What is required =>
How many lines in the listing below contain the word "brown"? Reply with the number alone.

Information given =>
- - - -

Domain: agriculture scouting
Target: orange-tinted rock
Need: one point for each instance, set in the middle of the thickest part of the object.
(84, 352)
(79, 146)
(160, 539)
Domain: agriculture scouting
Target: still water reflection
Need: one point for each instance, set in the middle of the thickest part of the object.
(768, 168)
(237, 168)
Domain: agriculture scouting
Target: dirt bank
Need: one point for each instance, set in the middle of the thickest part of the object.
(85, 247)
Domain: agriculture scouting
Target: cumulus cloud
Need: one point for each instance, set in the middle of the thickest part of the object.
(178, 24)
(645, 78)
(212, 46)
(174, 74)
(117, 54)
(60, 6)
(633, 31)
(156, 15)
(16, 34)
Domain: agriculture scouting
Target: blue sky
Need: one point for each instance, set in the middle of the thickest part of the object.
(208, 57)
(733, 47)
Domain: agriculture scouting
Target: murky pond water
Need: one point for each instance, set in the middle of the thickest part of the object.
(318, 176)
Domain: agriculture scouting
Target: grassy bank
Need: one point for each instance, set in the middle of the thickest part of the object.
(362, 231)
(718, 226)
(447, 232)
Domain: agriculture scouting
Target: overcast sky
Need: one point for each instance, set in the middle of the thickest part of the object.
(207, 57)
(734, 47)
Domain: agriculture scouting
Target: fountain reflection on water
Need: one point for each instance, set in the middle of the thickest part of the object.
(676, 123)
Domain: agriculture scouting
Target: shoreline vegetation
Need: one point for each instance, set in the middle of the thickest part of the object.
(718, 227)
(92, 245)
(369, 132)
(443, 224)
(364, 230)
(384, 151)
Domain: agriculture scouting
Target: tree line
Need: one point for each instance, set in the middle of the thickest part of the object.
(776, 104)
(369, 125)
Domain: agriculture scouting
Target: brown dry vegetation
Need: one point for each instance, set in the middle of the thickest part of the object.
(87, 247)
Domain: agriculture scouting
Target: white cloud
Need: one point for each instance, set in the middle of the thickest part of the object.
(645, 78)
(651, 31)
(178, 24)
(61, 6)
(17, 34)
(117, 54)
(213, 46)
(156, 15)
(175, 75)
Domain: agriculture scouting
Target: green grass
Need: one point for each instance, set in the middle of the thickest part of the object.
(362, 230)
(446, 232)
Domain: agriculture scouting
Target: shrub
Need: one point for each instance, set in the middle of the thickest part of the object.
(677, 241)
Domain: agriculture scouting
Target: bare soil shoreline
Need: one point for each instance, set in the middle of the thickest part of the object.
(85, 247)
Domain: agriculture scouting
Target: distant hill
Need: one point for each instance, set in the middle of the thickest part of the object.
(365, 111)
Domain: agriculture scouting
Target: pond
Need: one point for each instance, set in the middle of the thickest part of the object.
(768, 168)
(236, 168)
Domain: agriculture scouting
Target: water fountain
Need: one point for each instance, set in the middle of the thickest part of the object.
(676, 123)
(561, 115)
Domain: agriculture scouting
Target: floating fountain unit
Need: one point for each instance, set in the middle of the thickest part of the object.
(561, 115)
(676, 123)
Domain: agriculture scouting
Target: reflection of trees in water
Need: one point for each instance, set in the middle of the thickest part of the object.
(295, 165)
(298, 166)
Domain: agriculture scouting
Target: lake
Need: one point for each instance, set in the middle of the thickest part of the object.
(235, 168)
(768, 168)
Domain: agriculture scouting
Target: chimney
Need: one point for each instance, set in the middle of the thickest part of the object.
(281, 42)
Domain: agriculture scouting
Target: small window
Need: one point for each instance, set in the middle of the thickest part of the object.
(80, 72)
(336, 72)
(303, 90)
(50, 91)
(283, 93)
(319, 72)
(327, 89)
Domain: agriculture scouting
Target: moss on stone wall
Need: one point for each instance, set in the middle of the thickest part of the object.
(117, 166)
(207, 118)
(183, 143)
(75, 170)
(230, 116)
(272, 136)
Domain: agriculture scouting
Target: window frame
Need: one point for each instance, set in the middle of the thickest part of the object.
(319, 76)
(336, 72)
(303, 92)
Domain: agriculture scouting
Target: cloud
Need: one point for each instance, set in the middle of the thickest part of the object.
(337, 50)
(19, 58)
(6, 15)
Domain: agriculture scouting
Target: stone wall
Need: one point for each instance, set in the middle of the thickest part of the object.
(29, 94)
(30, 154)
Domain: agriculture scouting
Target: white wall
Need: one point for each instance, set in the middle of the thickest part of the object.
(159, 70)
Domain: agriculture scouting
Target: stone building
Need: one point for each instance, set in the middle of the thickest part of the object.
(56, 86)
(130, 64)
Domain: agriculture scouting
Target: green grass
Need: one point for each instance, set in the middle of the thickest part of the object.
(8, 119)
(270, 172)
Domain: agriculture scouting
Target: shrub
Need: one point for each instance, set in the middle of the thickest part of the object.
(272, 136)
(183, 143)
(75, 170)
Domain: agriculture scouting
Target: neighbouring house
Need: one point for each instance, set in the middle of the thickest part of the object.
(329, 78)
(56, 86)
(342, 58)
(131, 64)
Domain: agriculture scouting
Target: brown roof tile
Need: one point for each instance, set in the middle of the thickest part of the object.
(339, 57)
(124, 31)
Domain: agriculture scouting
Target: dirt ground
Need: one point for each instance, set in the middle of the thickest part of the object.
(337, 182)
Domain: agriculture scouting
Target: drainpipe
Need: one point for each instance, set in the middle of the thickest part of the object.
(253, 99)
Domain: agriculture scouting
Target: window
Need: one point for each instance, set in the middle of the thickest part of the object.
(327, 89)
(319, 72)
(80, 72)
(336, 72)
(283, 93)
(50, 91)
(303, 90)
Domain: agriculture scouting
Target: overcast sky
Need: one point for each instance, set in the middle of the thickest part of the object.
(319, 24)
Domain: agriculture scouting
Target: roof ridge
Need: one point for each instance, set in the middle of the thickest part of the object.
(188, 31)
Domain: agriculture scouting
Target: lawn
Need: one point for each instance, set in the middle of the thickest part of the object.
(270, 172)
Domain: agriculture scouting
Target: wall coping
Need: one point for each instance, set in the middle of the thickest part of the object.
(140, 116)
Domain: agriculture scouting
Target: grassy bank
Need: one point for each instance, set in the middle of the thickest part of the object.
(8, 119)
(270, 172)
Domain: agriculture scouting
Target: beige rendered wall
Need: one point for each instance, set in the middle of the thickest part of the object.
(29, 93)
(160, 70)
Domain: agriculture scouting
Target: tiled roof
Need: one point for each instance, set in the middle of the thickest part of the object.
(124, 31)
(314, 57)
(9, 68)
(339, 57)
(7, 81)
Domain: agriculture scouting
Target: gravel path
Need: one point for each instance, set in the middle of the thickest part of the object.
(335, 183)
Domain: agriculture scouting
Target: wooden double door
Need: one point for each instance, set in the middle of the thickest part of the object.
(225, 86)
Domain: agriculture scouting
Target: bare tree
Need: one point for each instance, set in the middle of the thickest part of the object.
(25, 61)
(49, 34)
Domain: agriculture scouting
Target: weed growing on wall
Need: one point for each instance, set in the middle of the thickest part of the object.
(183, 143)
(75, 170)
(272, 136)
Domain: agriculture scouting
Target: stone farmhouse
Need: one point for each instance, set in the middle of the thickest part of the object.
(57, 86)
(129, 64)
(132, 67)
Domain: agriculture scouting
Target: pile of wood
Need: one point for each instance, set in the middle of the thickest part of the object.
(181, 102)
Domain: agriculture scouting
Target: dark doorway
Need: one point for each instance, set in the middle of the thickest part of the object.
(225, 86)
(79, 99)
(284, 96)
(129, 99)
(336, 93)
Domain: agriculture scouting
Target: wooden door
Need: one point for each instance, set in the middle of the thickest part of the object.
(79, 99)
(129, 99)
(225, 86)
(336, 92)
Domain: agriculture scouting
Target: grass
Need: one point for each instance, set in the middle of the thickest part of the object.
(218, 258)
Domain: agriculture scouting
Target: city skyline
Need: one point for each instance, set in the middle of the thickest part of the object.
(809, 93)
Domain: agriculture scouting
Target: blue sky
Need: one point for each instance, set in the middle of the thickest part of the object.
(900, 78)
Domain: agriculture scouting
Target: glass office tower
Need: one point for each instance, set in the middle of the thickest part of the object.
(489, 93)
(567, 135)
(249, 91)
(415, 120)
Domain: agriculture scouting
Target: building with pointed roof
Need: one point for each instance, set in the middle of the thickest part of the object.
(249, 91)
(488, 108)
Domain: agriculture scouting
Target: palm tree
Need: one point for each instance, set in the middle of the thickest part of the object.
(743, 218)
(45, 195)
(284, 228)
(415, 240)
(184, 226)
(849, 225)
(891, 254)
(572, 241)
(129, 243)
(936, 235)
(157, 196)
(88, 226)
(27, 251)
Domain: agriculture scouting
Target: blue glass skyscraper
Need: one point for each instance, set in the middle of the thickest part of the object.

- - - -

Result below =>
2